- [Text passage]
· · · · · · ·
# 3 oil Luxury Bar ala Earthygirl



## earthygirl (May 17, 2008)

Here is the recipe for the 3 oil bar I made in the swap.  Althoug a bit labor intensive I thinkit came out really well.

Soap recipe created by SoapMaker version 2.8 

some of the excerpts for the making of the milks was used from directions I got from "How to Make Marcie's Milks" and the tea instructions excerpts were from Rita Sheu of TLC Soaps(My Soap Bible). Any similarities to anyone elses recipe is strickly unintentional. 

Earthy`s 3 Oil Luxury Bar 
Michele Jordan 

Soap Type: Solid Soap(CP) 

Base Oils: 
Coconut 9 oz 
Emu 14 oz 
Pumpkin Seed 8 oz 

Additives: 
Chamomile Flowers .5 cps 
Barley, Fine .75 cps 
Rice Jasmine 1 cps 
Rice Flour 2 tsp 
Honey Raw 2 tsp 

Lye discount: 6 % 
Lye needed: 4.43 oz 

Water discount: 0 % 
Water needed: 10.98 oz ( I rounded to 11oz) of 1/2 and 1/2 milks 


Make milks 

Rice Milk: 

Soak 1 cup rice in 4 cups of (distilled)water overnight. Drain, rinse and place rice into a blender with 1 1/2 quarts spring or distilled water and blend until liquified. Strain with a very fine sieve, discarding the pulp. Pour rice milk into a large stock pot, bring to boil, turn heat back and simmer for 20 minutes. Watch carefully that the rice milk does not scorch while cooking. Remove pan from heat, let cool before freezing. 

Barley Milk: 

Soak 3/4 cup barley in 4 cups of (I used distilled) water overnight. Drain, rinse and place barley into blender with 1 1/2 quarts spring or distilled water and blend until liquified. Strain with a very fine sieve or use as is. Freeze until ready to use. 

Make up 11oz of rice/barley milk, place in pot with 1/2c of chamomile flowers and make a tea 

(To make the herbal tea, add 1/2 cup of the chamomile for each 16 oz of liquid(in this case the milk), you can use more if you like. ) 

I use the whole herb as it makes it easier to strain than if it is powdered. Simmer the herbs in the liquid, just like when you are making tea, for about 10 minutes Put the lid on and let it cool completely or even place in the fridge over night if you like. When ready to use, warm the tea a bit and strain out the chamomile. You may want to use a couple layers of muslin or 3 or 4 layers of cheese cloth making sure you have enough to gather up around the chamomile and squeeze out as much as you can. Remember to weigh your liquid again and replace what was lost.
· · · · · · ·
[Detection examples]
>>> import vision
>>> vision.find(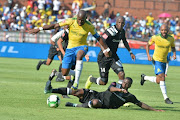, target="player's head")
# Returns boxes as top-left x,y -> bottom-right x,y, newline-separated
160,24 -> 169,38
122,77 -> 133,90
116,16 -> 125,30
77,10 -> 86,26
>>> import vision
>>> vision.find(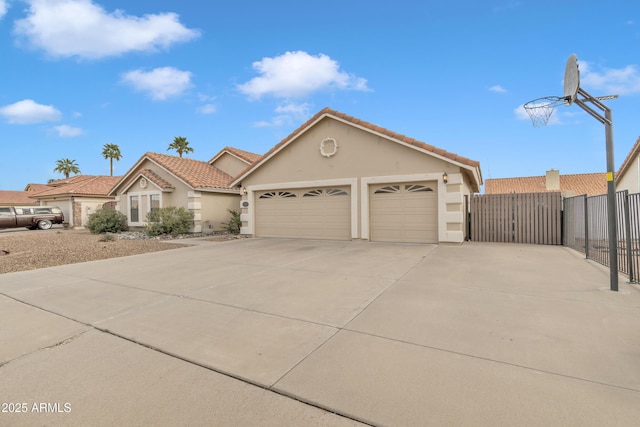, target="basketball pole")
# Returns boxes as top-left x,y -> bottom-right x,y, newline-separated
574,87 -> 618,292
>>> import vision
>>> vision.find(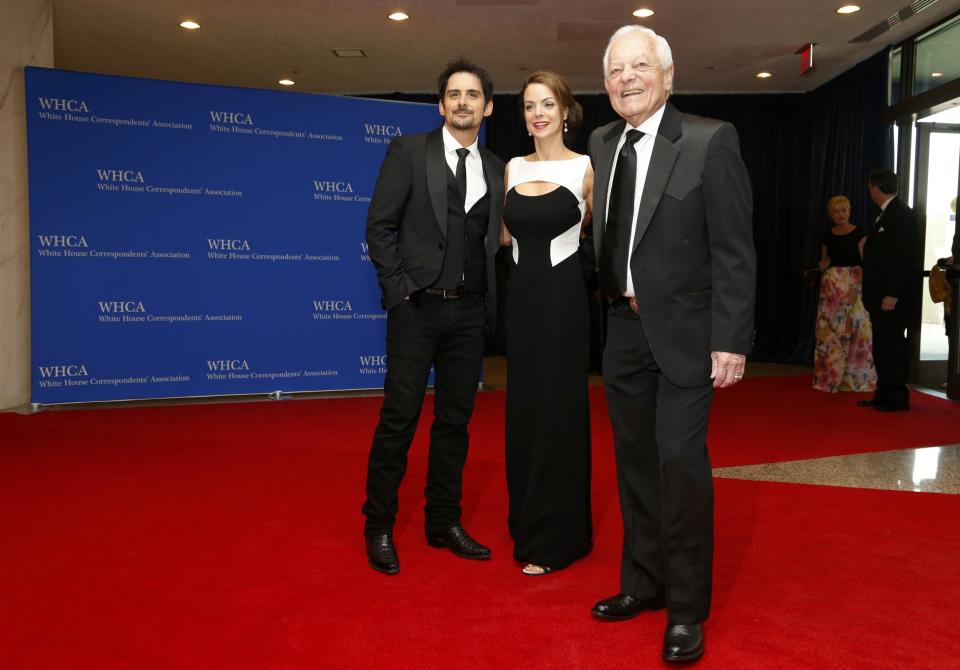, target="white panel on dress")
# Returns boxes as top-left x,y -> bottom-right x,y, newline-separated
507,156 -> 590,267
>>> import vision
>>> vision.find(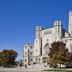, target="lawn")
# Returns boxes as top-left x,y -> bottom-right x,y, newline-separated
43,69 -> 72,72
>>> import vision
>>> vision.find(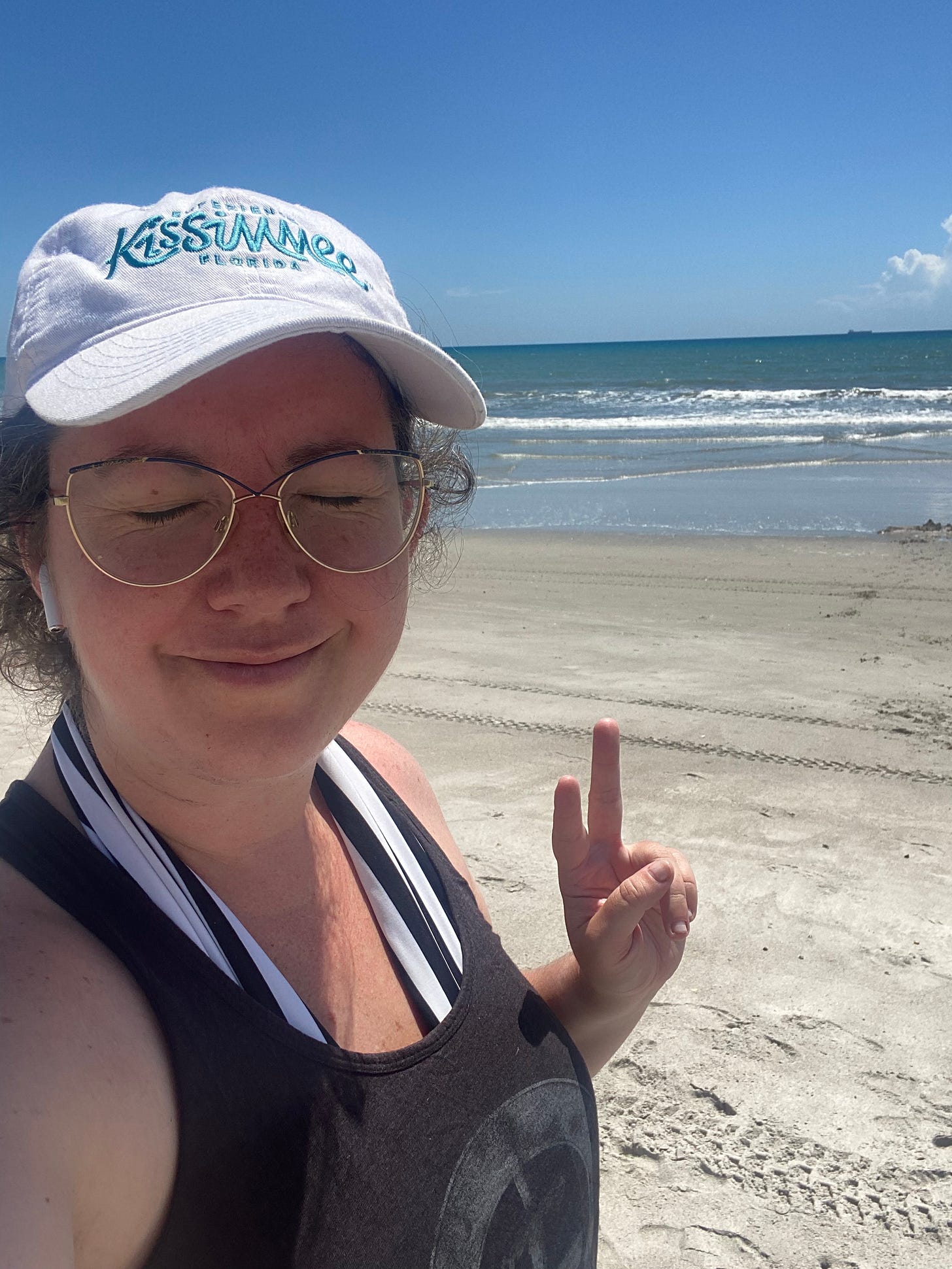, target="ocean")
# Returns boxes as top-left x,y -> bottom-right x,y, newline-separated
450,331 -> 952,534
0,331 -> 952,534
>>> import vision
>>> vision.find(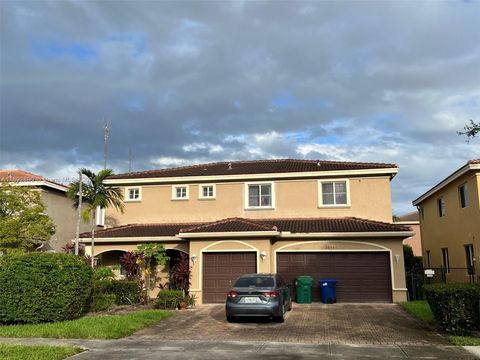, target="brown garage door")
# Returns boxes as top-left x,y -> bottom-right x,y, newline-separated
277,252 -> 392,302
203,252 -> 257,304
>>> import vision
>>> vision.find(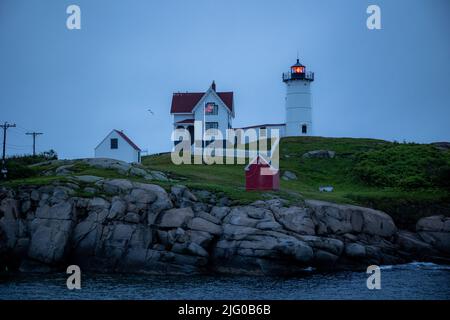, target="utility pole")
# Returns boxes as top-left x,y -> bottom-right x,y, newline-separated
0,121 -> 16,179
25,132 -> 43,157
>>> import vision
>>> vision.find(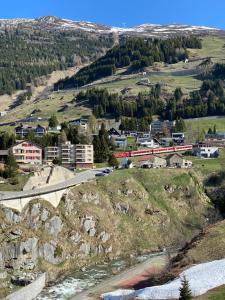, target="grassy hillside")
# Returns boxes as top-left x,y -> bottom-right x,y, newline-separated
1,36 -> 225,125
0,170 -> 210,284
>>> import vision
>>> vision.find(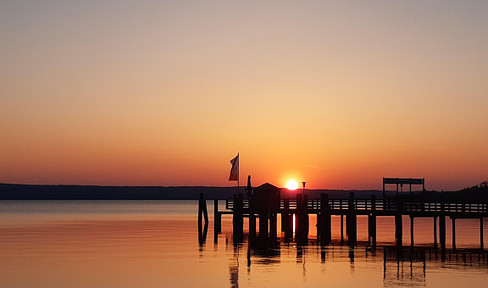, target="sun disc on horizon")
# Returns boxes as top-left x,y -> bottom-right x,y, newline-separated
286,180 -> 298,190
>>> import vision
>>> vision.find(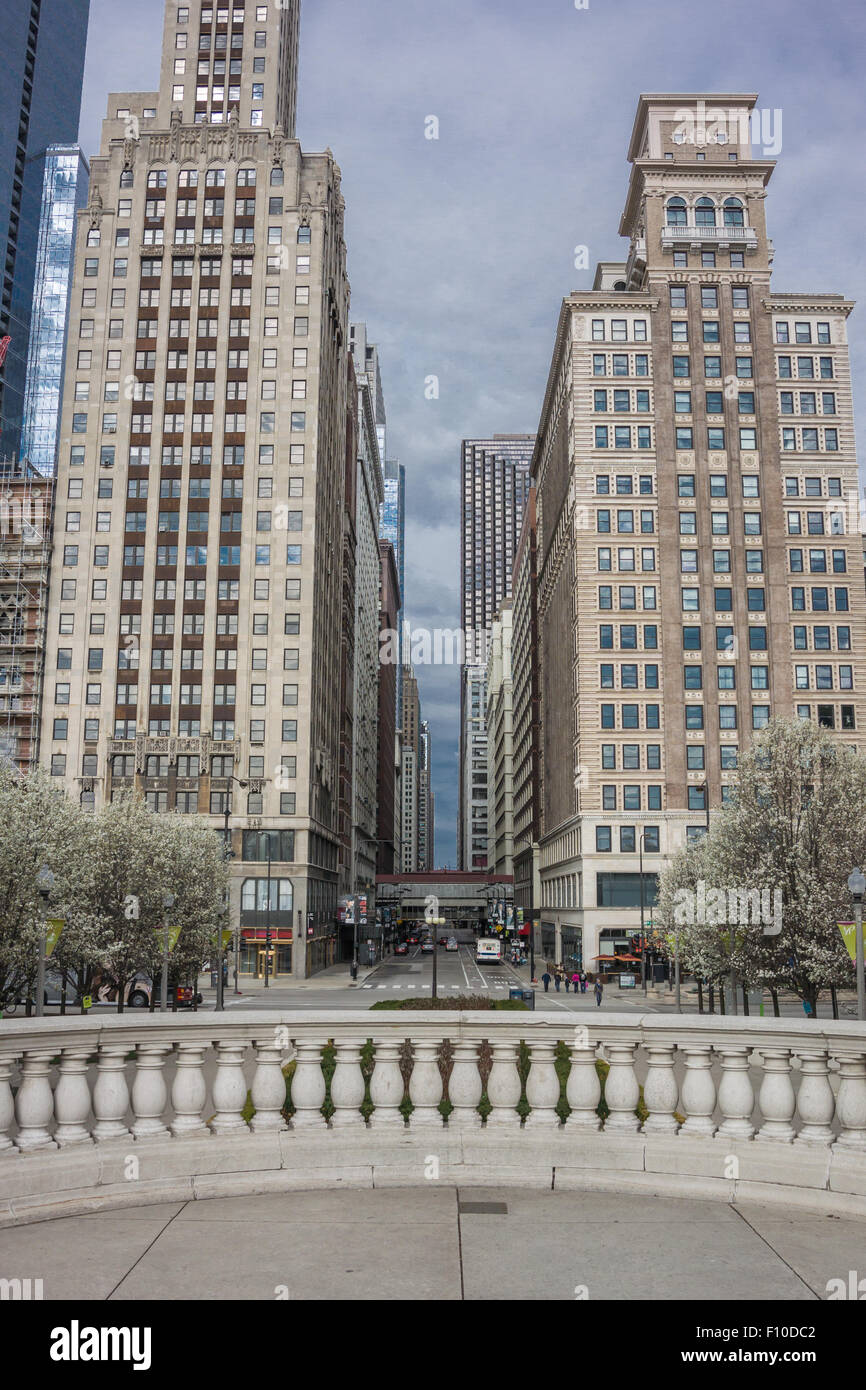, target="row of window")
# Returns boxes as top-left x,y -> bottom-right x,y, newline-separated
60,580 -> 300,603
109,722 -> 297,746
602,744 -> 737,778
595,828 -> 660,855
117,542 -> 303,569
669,285 -> 751,309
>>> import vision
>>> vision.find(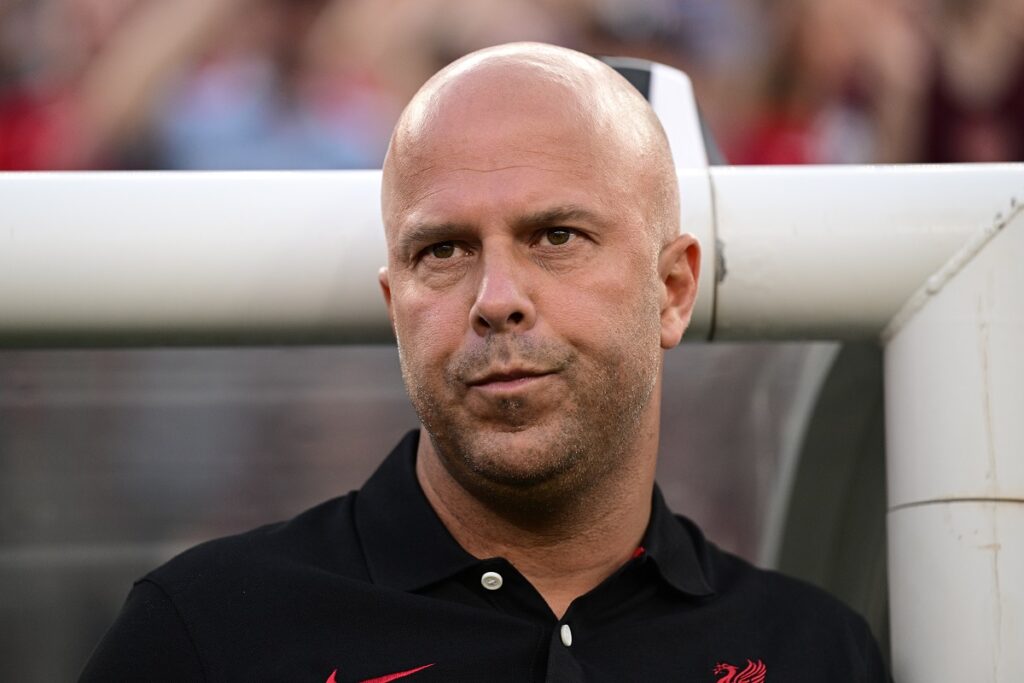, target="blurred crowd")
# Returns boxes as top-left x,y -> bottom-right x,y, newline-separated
0,0 -> 1024,170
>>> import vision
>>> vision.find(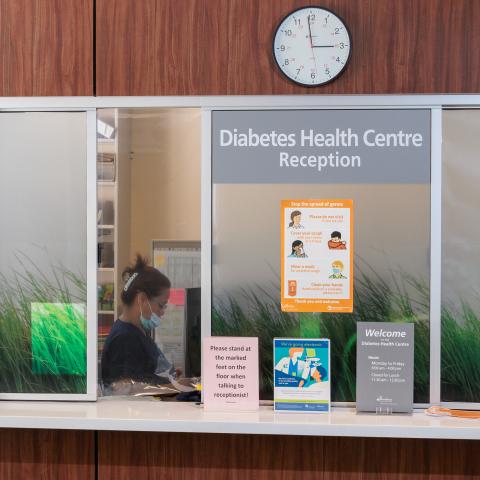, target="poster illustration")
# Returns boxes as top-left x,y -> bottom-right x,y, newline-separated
273,338 -> 330,413
281,199 -> 353,313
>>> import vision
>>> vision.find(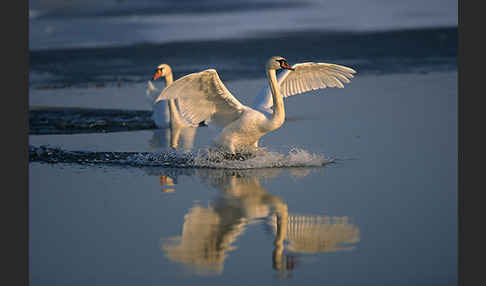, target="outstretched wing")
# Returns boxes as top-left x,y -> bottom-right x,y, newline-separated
253,62 -> 356,112
155,69 -> 247,127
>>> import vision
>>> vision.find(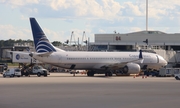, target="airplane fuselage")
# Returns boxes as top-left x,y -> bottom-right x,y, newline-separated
· · · · · · ·
- [Given request 1] Return the part of the soap recipe that begins at the words "Lye discount: 6" and stops after "cool before freezing.".
- [Given request 2] Extend the soap recipe beyond its last sentence.
These entries have nothing to do with the soap recipe.

- [Final result 1]
Lye discount: 6 % 
Lye needed: 4.43 oz 

Water discount: 0 % 
Water needed: 10.98 oz ( I rounded to 11oz) of 1/2 and 1/2 milks 


Make milks 

Rice Milk: 

Soak 1 cup rice in 4 cups of (distilled)water overnight. Drain, rinse and place rice into a blender with 1 1/2 quarts spring or distilled water and blend until liquified. Strain with a very fine sieve, discarding the pulp. Pour rice milk into a large stock pot, bring to boil, turn heat back and simmer for 20 minutes. Watch carefully that the rice milk does not scorch while cooking. Remove pan from heat, let cool before freezing.

- [Final result 2]
add the lye to the Herbal milk tea. 

warm oils with honey then add the lye/milk/tea to the oil mixture and stir till light trace. stir in your ground/powdered/sifted rice flour. 

stir till trace.


----------



## digit (Jun 8, 2008)

This is interesting. What does the rice milk contribute to the soap?

Thanks,
Digit


----------



## Woodi (Jun 8, 2008)

It is truly an excellent soap! I am lucky to have one of those swap bars, and have been using it for 3 days now. I love it. 
Because it has so much bubbly lather, I'm guessing that the coconut oil, as well as the honey, are contributing factors. It is also very rich and luxurious feeling on the skin. I would certainly label this a 'luxury bar'.

Congrats on a great recipe, earthygirl! and thanks for sharing it!


----------



## Soapmaker Man (Jun 8, 2008)

It was a very good bar of soap.  You did a wonderful job.  Thanks for sharing your recipe! 8) 

Paul


----------



## digit (Jun 11, 2008)

Yes, thank you for sharing. This one is on my "to do" list.   

Digit


----------



## Guest (Jun 27, 2008)

Sounds like heaven.

I know this will sound odd - but - I worked at a local zoo as a teenager and Emus stink to high heaven. Now - I know that emu oil does not - but I can't get that smell out of my head.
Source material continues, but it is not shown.